SEITENTEXT –
Auch eine Frau um 1800

Oft raten mir interessierte Freundinnen, die Biographien bekannter oder gar berühmter Frauen heranzuziehen, wenn ich über meine Vorfahrinnen schreiben will. Da finde man so vieles über den Alltag von Frauen der damaligen Zeit, z. B. über Frauen um 1800 gebe es eine Menge in Carola Sterns lesenswerten Lebensbildern der Dorothea Schlegel oder der Rahel von Varnhagen.

Aber meine Vorfahrin Anna Maria Ziemer ist 1773 nicht in Berlin oder Göttingen geboren, sondern in Kirchheimbolanden in der Pfalz, nicht als Tochter eines gebildeten Kaufmanns oder gar eines Professors, sondern als Tochter eines Beständers, das heißt, des Pächters eines städtischen Bauerngutes, und sie wurde nicht in der Welt des liberalen Judentums oder im Umkreis einer Universität erzogen, sondern in einer kleinen Residenzstadt. Wie weit können Zeitgenossen voneinander entfernt sein! Dass sie kein Genie war, bleibt da noch unberücksichtigt.

AUFGABEN –
1 - Stimmen die Aussagen (a) bis (c) mit dem Text über Anna Maria Ziemer überein? Beantworte jede mit Ja oder Nein und zitiere die entscheidenden Worte des Textes wörtlich.
(a) Anna Maria Ziemer wurde 1773 in Kirchheimbolanden geboren.
(b) Ihr Vater war Professor.
(c) Sie wurde im Umkreis einer Universität erzogen.
2 - Beantworte diese Fragen zum Text über Anna Maria Ziemer und kennzeichne die Antworten ebenso mit (a) bis (c):
(a) Über welche beiden Frauen hat Carola Stern Lebensbilder verfasst?
(b) Was ist laut Text ein Beständer?
(c) In welcher Region liegt Kirchheimbolanden?
3 - Wie geht der Text über Anna Maria Ziemer weiter? Führe ihn im Anschluss an seinen letzten Satz fort.

VORLIEGENDE EINTRÄGE –
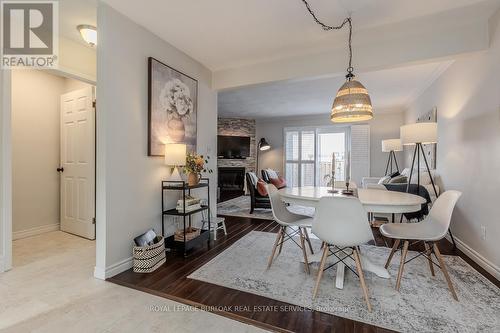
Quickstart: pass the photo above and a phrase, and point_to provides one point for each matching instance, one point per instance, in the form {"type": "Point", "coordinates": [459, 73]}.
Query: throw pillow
{"type": "Point", "coordinates": [398, 180]}
{"type": "Point", "coordinates": [384, 180]}
{"type": "Point", "coordinates": [254, 178]}
{"type": "Point", "coordinates": [392, 175]}
{"type": "Point", "coordinates": [279, 182]}
{"type": "Point", "coordinates": [261, 187]}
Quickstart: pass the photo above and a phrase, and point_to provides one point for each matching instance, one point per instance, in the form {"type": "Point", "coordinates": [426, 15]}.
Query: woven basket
{"type": "Point", "coordinates": [148, 258]}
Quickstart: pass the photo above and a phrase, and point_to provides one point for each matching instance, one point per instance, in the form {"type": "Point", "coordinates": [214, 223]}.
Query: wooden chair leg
{"type": "Point", "coordinates": [304, 251]}
{"type": "Point", "coordinates": [402, 264]}
{"type": "Point", "coordinates": [394, 249]}
{"type": "Point", "coordinates": [308, 240]}
{"type": "Point", "coordinates": [282, 239]}
{"type": "Point", "coordinates": [278, 237]}
{"type": "Point", "coordinates": [362, 278]}
{"type": "Point", "coordinates": [321, 268]}
{"type": "Point", "coordinates": [445, 272]}
{"type": "Point", "coordinates": [428, 252]}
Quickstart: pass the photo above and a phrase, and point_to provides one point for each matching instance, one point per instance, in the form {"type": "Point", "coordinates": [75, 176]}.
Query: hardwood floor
{"type": "Point", "coordinates": [170, 281]}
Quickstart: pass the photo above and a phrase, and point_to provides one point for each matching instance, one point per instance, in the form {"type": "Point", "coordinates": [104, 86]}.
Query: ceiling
{"type": "Point", "coordinates": [73, 13]}
{"type": "Point", "coordinates": [389, 89]}
{"type": "Point", "coordinates": [230, 33]}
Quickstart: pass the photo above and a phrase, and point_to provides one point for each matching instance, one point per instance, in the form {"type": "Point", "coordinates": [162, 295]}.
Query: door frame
{"type": "Point", "coordinates": [6, 158]}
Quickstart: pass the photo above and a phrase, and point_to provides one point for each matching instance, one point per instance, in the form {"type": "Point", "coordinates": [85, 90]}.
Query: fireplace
{"type": "Point", "coordinates": [231, 183]}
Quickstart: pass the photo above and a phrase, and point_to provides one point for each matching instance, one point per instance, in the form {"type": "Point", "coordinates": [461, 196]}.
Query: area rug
{"type": "Point", "coordinates": [424, 303]}
{"type": "Point", "coordinates": [240, 207]}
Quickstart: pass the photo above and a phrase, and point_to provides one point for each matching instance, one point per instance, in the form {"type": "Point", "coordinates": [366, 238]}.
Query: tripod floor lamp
{"type": "Point", "coordinates": [419, 134]}
{"type": "Point", "coordinates": [261, 146]}
{"type": "Point", "coordinates": [391, 146]}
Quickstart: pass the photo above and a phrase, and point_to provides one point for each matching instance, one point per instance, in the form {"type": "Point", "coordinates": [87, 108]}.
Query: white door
{"type": "Point", "coordinates": [77, 168]}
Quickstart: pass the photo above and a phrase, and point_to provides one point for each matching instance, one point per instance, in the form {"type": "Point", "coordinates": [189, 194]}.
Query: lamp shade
{"type": "Point", "coordinates": [418, 133]}
{"type": "Point", "coordinates": [352, 103]}
{"type": "Point", "coordinates": [88, 33]}
{"type": "Point", "coordinates": [175, 154]}
{"type": "Point", "coordinates": [391, 145]}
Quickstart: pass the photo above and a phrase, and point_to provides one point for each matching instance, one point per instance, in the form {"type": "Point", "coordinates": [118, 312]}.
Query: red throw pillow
{"type": "Point", "coordinates": [279, 182]}
{"type": "Point", "coordinates": [261, 187]}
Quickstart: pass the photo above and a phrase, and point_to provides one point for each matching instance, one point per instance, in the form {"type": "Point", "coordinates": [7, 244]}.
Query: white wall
{"type": "Point", "coordinates": [467, 97]}
{"type": "Point", "coordinates": [382, 126]}
{"type": "Point", "coordinates": [36, 149]}
{"type": "Point", "coordinates": [128, 181]}
{"type": "Point", "coordinates": [78, 59]}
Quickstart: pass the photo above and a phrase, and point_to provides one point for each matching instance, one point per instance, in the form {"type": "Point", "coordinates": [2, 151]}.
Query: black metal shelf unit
{"type": "Point", "coordinates": [185, 245]}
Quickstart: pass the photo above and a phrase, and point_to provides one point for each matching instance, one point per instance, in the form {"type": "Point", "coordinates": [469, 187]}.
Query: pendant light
{"type": "Point", "coordinates": [352, 102]}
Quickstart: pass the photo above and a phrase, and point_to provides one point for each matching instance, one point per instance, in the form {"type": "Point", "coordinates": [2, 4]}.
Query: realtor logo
{"type": "Point", "coordinates": [29, 34]}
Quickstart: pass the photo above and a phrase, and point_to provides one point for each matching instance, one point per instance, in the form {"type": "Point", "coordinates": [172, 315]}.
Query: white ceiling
{"type": "Point", "coordinates": [229, 33]}
{"type": "Point", "coordinates": [73, 13]}
{"type": "Point", "coordinates": [389, 89]}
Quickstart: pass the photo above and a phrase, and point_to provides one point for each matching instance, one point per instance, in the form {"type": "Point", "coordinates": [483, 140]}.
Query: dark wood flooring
{"type": "Point", "coordinates": [170, 281]}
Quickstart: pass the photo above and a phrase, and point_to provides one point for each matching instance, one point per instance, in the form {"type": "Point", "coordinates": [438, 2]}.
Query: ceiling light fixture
{"type": "Point", "coordinates": [352, 102]}
{"type": "Point", "coordinates": [88, 33]}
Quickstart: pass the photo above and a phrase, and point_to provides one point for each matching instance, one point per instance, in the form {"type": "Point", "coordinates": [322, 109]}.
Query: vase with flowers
{"type": "Point", "coordinates": [176, 100]}
{"type": "Point", "coordinates": [195, 165]}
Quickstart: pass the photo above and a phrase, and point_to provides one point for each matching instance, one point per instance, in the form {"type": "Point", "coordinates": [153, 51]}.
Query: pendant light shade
{"type": "Point", "coordinates": [352, 103]}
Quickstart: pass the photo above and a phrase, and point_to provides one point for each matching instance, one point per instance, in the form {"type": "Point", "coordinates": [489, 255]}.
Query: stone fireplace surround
{"type": "Point", "coordinates": [238, 127]}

LÖSUNGEN –
1 -
(a) Ja: „ist 1773 nicht in Berlin oder Göttingen geboren, sondern in Kirchheimbolanden in der Pfalz“
(b) Nein: „nicht als Tochter eines gebildeten Kaufmanns oder gar eines Professors, sondern als Tochter eines Beständers“
(c) Nein: „und sie wurde nicht in der Welt des liberalen Judentums oder im Umkreis einer Universität erzogen, sondern in einer kleinen Residenzstadt“

2 -
(a) Über Dorothea Schlegel und Rahel von Varnhagen.
(b) Der Pächter eines städtischen Bauerngutes.
(c) In der Pfalz.

3 -
Anna Maria ist von ihrer Mutter Maria Susanna Adam her eine Kirchheimbolanderin. Adams gibt es im 18. Jahrhundert viele in der Stadt. Schon um 1700 ist Henrich Adam Hafner- oder Häffnermeister in Kirchheim. Die Hafner stellen Gebrauchsgeschirr aus Ton her, das in keinem Haushalt fehlen darf. Zwei seiner Söhne, Johann Christoph und Johann Friedrich, sind wie der Vater Bürger und Häffner in Kirchheimbolanden. Christoph scheint etwas erfolgreicher zu sein als Friedrich: er wohnt in der Oberstadt, ist Ratsverwandter, hat einen Kirchsenior zum Schwiegervater. Aber auch Friedrich hat sein Auskommen in der neuen Vorstadt. Sein Schwiegervater Johann Konrad Häßer ist ebenfalls Bürger in Kirchheim und sein Schwager Häßer ist Wagner in der Stadt. Als Friedrichs jüngste Tochter wird Maria Susanna am 19. 2. 1732 geboren. Sie heiratet am 18. 12. 1759 Johann Wilhelm Ziemer von der Heyd.

Die Ziemers sind fremd in Kirchheimbolanden. Woher sie kamen, weiß ich nicht. Der Leithof auf der Heyd ist ein städtisches Bauerngut, das Johann Wilhelm mit einem älteren Verwandten, vielleicht seinem Vater, als "Beständer" bearbeitet. Beständer besaßen Zugvieh und Werkzeug. Sie pachteten Haus und Hof gegen Naturallieferungen an den Eigentümer. Die Mengen wurden vertraglich festgeschrieben. Gute Beständer blieben oft ihr Lebtag, auch die Witwen mit Söhnen oder Schwiegersöhnen konnten solche Verträge erneuern.

Johann Wilhelm Ziemer, Anna Marias Vater, ist nicht ganz so ausdauernd. Als sein Vater oder Onkel Johann Peter Ziemer 1762 fast 70jährig stirbt, gibt er den Hof auf und findet Arbeit und Wohnung auf der "Kohlhütte". Das ist vielleicht eine Kokerei, wo aus Braunkohle Koks gebrannt wird. Dort werden seine mittleren Kinder geboren.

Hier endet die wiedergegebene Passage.